__Text__.
>>
Posted in Daily | Tagged Jon, Video
When anything bad happens, I blame Apple
As evidenced by video!!
OMG, that was great!
awesome. you two are too much.
Thank goodness he bought it on the lawn … imagine the mess inside the house?!!?
p.s. Are you sure you destroyed ALL the evidence?
Operation Recover Lost Clogs, completed.
God Bless covert ops!
I love the longing look just before he lays his head down to die. Drama queen.
Your next masthead:
Dooce: Blog Against the Clog – Since 2006
this clip makes me wish i knew you guys in real life. you’ve got to be the two coolest people ever! SO FUNNY!
Holy hell, that was seriously funny.
This scares me. In so many delicious ways.
A friend of mine recently introduced me to your site and now I’m hooked. You write exactly how I wish I could. It’s great!
You’re such nerds!… But the battle reports have been so entertaining, and the snapshot to link to the video is priceless. How could you resist?
LMAO! You guys are awesome!
But I’m inclined to agree with some of the others here – you two have WAY too much time on your hands! Apparently Leta and Chuck aren’t cracking the whip enough!
shouldn’t the headline at Dooce be:
and Jon declaring victory?
I nearly peed myself. I wish I could convey to my husband the hilarity of Clog Wars.
I’m ready for the sequel. Y’all left us hanging!
Oh. My. God.
I needed that, after a day of being pregnant and waiting on the most HORRIBLE people on earth.
My first laugh of the day! Thank you. Thank you.
I would TOTALLY love to be your neighbor. Not the taxidermist, but someone who would bring poptarts or Doritos anytime I saw an injured Armstrong falling onto the grass.
The Great Battle of Clog appears to have left Jon incapacitated. Quick woman – victory is at hand. Grab the clog and run as fast as you can in your fashionable shoes…………………
Omg. I may have peed myself.
I think you guys are having fun, this is great entertainment, love reading this every day, etc… One thing that bothers me are people sucking up to you with their posts. Honestly, sometimes it’s like being in high school again and listening to people say ‘Oh teacher! The way you teach frog intestines is just precious!’. You know what I mean? Sort of strange coming from a whole bunch of grown ups, nerds or not.
you guys never had time to do stuff like this, before you know…when you had a ‘real’ job.
As I watched the video I shook my head in disbelief. Y’all are crazy. The “we need to drink together sometime” kind of crazy.
Also, when I saw the image of Tim McGraw (on Blurb’s site) in Cornflower Blue clogs (!) I gasped at the offense. I had to look away for fear of the image searing my corneas.
I so hope you guys got those at payless. Because those ugly ass clogs do not deserve the full price they are asking for the real ones. I got some for the garden at payless, at like $10.
Yay! Bloody domestic clog battles are my favorite! I only wish you were posting all your vids on Youtube. I’m not sure why. Maybe cause I’m addicted to that site, and the that Chuck video just seems so lonely on there by itself.
<<
__Objective 1__.
Answer these about the clog comment thread:
(a) What masthead does one commenter suggest for Dooce?
(b) On whose site did a commenter see Tim McGraw in Cornflower Blue clogs?
(c) About how much did a commenter pay for garden clogs at Payless?
__Objective 2__. Write the next few comments in the clog comment thread, picking up after the last one shown.
The entries after the text come from a separate source.

__Provided material__.
>>
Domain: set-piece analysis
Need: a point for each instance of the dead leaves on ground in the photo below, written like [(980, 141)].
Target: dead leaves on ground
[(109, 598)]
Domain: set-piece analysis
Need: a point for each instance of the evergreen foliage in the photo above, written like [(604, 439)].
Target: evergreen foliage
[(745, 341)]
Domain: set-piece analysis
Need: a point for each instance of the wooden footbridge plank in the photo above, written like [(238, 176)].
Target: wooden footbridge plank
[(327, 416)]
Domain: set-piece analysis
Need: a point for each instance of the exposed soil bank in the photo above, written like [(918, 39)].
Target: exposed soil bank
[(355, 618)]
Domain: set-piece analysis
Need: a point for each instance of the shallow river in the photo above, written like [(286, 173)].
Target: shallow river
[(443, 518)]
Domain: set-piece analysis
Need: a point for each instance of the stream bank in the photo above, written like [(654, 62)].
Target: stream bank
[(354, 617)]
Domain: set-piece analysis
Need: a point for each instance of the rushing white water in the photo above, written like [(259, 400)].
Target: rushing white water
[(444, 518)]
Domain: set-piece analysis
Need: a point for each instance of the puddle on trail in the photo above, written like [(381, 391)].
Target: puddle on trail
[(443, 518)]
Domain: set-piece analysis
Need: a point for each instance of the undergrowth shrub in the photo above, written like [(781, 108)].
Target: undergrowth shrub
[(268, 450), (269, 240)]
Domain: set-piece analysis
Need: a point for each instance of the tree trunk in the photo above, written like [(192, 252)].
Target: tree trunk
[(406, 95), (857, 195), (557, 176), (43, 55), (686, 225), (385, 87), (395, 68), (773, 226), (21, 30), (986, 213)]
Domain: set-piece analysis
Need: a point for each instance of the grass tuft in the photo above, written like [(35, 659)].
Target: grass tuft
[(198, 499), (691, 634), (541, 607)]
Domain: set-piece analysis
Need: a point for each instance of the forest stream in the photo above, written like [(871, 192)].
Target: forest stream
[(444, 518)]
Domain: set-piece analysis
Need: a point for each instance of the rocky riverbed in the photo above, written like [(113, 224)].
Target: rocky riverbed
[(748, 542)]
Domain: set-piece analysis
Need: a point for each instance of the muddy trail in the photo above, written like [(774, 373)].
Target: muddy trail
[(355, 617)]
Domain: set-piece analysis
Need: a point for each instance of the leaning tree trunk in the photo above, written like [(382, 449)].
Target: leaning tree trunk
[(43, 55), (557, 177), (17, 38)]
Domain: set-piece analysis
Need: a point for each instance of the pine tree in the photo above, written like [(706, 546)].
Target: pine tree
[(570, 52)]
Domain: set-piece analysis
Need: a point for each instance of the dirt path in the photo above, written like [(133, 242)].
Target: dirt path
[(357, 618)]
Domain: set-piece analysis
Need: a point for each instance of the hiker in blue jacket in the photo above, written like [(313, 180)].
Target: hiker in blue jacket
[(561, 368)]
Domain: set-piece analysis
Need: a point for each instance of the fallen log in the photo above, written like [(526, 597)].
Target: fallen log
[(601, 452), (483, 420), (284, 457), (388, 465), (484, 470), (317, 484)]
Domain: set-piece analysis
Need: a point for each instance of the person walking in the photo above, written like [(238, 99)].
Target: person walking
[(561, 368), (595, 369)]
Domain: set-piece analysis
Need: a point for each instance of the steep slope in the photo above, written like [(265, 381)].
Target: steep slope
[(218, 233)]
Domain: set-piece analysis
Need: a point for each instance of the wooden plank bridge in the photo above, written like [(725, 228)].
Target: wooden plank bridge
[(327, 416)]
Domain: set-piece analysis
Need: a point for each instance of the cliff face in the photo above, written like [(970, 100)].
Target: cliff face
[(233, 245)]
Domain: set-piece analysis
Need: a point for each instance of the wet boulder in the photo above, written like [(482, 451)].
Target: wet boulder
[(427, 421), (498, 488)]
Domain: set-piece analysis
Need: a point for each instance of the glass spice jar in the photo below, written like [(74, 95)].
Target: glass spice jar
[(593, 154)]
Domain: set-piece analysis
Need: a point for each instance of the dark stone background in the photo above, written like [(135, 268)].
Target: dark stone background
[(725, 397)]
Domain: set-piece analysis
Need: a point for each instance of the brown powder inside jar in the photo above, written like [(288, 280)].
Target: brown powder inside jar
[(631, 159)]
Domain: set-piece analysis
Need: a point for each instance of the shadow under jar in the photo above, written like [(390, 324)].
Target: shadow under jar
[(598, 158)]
<<
__Final result 1__.
(a) "Dooce: Blog Against the Clog – Since 2006"
(b) Blurb's site
(c) About $10

__Final result 2__.
Aw, man! Well, I guess if the damn shoes were so important to him, he can have them.
This was a riot! Thanks!
VIVE Le CLOGS!!! right arm – Jon! Love the soundtrack too. One has to wonder tho….will there be a retaliationary move from the clogcamp?….If I were U missy…I would put those strappy pink things under lock and key! …….
The agony of the victory is worth the smell of defeat.
Yay! The Horrible Reign the Tyrant Clog is Over!
Oh, Heather. This does not bode well. What fashion atrocities will he attempt now that he has succeeded in liberating the clogs? White patent leather shoes? Floods? The possibilities are endless.
Just make sure that there aren’t any Leta-size clogs in that house.
Awesome. I’m laughing my Birks off!
Down with Crocs!
Who won? I think Jon is just spinning it his direction.
Vive le clog!
My six year old son saw the clip and said, “That man sure loves his shoes, doesn’t he?” and walked away shaking his head.
I wanted to say, “This, son, is what happens when you live with a shoe-fashion control freak. Remember this when choosing your wife. That could be YOU on the lawn, bloodied and battered, fighting for your right to clog!”
That is fabulous! Wars in the Armstrong camp are FUN!!!
Great music with the video. I see a new doors opening up for the Armstrong Media !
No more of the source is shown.